| What the task asks |
From the first line to the last, restate the data word for word.

==*==

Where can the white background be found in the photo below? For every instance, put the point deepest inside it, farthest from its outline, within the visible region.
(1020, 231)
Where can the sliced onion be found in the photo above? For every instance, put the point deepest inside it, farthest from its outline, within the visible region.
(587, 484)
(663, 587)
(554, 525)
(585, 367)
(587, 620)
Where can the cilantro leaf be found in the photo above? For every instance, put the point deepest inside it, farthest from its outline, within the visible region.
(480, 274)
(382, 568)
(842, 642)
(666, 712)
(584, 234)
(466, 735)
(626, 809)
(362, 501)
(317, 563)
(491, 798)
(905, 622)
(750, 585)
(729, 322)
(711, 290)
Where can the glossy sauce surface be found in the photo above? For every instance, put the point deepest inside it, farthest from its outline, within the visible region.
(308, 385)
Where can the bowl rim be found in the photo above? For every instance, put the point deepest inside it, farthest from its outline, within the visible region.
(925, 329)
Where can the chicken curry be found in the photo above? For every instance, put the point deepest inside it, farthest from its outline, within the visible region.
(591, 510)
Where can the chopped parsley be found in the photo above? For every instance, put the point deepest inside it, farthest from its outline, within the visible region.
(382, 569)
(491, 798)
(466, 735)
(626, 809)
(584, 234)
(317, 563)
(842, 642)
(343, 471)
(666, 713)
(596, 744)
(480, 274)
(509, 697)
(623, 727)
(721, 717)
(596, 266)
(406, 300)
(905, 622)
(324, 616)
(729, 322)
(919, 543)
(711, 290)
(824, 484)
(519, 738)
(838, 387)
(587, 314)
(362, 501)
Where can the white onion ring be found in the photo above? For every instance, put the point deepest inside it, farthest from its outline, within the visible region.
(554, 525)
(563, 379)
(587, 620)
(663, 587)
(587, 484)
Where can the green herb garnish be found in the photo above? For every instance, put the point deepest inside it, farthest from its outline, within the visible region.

==*==

| Response to the task |
Where can the white background be found in the photo below? For every instance, put the point deepest inside it, farthest from its outline, within the visible region.
(1020, 231)
Where can the sliced onion be found in the photo above? For every instance, put the point deepest inside it, farthest from its outline, within the visible region.
(587, 484)
(663, 587)
(554, 525)
(585, 367)
(587, 620)
Where can the cilantro leaf be found in the photo above? For every instance, put the point deepest inside it, farthest from its outline, within the visible region.
(480, 274)
(382, 568)
(842, 642)
(666, 712)
(584, 234)
(466, 735)
(626, 809)
(362, 501)
(317, 563)
(491, 798)
(905, 622)
(750, 585)
(729, 322)
(711, 290)
Where can the glossy sauce surface be found in the photo above? For every instance, put the point deepest inside it, farthest from its outline, within the visible region.
(308, 385)
Where can the bowl rim be found in the photo above? For every instance, put the point deepest inside it, farthest from its outline, within the visible region.
(925, 329)
Where can the chicken curry be found in the photo above? For every instance, put the point deepest inside it, farthest from its outline, within the visible region.
(591, 510)
Where can the chopped parsley be found in the photo above? For every instance, put the point deepest inside it, farthest from its outline, within the visible region.
(382, 569)
(491, 798)
(466, 735)
(626, 809)
(584, 234)
(317, 563)
(842, 642)
(343, 471)
(666, 713)
(596, 744)
(480, 274)
(509, 697)
(623, 727)
(721, 717)
(596, 266)
(406, 300)
(905, 622)
(324, 616)
(729, 322)
(919, 543)
(711, 290)
(824, 484)
(519, 738)
(838, 387)
(587, 314)
(362, 501)
Where can the white onion ring be found in the photo above? For every instance, put the point deepest inside it, farthest from its outline, within the visible region.
(554, 525)
(563, 379)
(587, 620)
(663, 587)
(587, 484)
Where can the green herb garnish be found in the photo above? For every instance, put the point deepest inside it, farthest from its outline, within the visible region.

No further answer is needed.